---------- Data section

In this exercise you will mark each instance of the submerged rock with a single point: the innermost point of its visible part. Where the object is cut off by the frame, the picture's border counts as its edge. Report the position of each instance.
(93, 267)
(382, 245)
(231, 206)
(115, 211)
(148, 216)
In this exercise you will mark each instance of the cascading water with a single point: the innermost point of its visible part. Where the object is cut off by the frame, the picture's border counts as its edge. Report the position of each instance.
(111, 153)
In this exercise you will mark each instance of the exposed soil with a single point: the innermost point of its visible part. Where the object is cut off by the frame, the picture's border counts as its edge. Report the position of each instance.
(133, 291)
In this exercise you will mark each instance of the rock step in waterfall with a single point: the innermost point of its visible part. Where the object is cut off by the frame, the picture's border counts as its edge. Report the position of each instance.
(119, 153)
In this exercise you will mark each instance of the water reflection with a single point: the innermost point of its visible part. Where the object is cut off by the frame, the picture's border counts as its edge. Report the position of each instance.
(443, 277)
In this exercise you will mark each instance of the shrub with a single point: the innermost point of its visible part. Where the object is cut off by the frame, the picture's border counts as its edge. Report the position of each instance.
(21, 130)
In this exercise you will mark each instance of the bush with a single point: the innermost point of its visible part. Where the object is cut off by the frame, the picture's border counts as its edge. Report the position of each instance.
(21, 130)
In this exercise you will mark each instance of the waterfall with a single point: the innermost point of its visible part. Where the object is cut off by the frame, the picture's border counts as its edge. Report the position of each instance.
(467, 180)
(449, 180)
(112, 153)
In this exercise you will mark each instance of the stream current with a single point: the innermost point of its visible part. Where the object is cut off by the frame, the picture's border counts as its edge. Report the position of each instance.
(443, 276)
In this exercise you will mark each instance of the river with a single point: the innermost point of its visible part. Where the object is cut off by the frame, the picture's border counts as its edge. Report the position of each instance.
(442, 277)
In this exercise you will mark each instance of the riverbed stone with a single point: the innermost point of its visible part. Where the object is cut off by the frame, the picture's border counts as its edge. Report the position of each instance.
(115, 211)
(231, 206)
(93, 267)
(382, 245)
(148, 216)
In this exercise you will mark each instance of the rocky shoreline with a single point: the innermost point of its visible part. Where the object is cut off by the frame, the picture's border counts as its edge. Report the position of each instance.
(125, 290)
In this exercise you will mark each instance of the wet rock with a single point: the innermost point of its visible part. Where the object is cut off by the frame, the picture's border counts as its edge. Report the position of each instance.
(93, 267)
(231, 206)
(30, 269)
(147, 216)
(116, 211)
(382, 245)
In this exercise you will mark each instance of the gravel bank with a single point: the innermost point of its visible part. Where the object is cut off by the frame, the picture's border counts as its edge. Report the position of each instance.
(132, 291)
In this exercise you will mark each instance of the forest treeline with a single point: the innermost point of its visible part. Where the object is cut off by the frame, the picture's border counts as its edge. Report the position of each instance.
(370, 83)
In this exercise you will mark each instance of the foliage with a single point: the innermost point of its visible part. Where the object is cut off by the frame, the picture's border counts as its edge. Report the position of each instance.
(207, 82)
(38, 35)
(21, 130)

--------------------

Assignment ▸ Reproduce each entry above character for character.

Output for this task ▸
In this exercise you will mark each instance of the submerged rock with a single point: the innermost point of its visible part. Where the object is cut off by the frame, the picture's border counts as its edge. Report the position of each instance.
(93, 267)
(382, 245)
(231, 206)
(115, 211)
(148, 216)
In this exercise you will mark each instance of the cascading water with a single point: the innermost point of its visible part. Where the object is cut off by the frame, the picture's border counts as its edge. Report the position of each instance.
(111, 153)
In this exercise you will mark each instance of the exposed soil with a single point: the innermost point of its visible part. Where the object is cut off by the frame, the picture's border counts as its edge. Report the position of each instance.
(133, 291)
In this exercise you will mark each instance of the rock step in waterfall with a single point: the innermost point of its visible part. Where the object is cut off by the frame, the picture's border counts as its edge. Report the position of each instance.
(119, 153)
In this exercise you will mark each instance of the water reflection with a single point: the innermost point of its visible part. Where the object is cut off by the frame, the picture's border counts as its edge. Report the position of each instance.
(443, 277)
In this exercise you will mark each instance of the shrub with a single point: the innermost point of its visible part. Where the object is cut off by the frame, the picture's border counts as its edge. Report the position of each instance.
(21, 130)
In this exercise you will mark each instance of the bush with a single point: the innermost point of its visible part. Where the object is cut off by the frame, the picture's border counts as its edge. Report the position of each instance.
(21, 130)
In this exercise you will mark each instance of the waterfall with a single point: the innermost point of its visible part. Where the object is cut off by the frame, the picture's border counts as its edge. Report the position of each instance.
(467, 180)
(449, 180)
(112, 153)
In this exercise you will mark each instance of the stream current with a single point: the innermost point of its visible part. Where the object is cut off by the frame, the picture's border counts as its edge. Report the position of each instance.
(443, 276)
In this exercise you will mark each instance of the river with a single point: the innermost point of its visible part. Where the object is cut off by the frame, the picture's border counts as its edge. Report the position of each instance.
(442, 277)
In this exercise you will mark each instance of the riverbed stone with a single point: the innermost point of its visible part. Where the object is cut off by the frame, the picture's border counts as its edge. Report the position of each instance.
(115, 211)
(231, 206)
(93, 267)
(382, 245)
(148, 216)
In this exercise you will mark each instance of the rocky shoreline with a single point: the innermost point of its visible part. Where the object is cut off by the frame, the picture's border counts as its edge. Report the position of each instance.
(125, 290)
In this exercise you will mark each instance of the wet rock with a single point: the innermost point of its visible part. Where the object is cut off by the frame, the picture's border counts as its edge. Report the position of each instance.
(93, 267)
(231, 206)
(30, 269)
(147, 216)
(116, 211)
(382, 245)
In this exercise you will mark each instance of the gravel bank with a single point: the innermost point of its visible part. Where the object is cut off by the frame, the picture's border counts as its edge. Report the position of each instance.
(132, 291)
In this exercise you will mark each instance of the forest treeline with a single point: the innermost point of its visible part. Where the object is cut off by the frame, the picture's border counts as its edge. Report the position of each instance.
(370, 83)
In this exercise you will mark each instance of the foliage with a single point: the innermost point of its visible part. Where the object is cut off by the frame, the picture's border counts as its edge. Report the position of each instance.
(207, 82)
(38, 35)
(21, 130)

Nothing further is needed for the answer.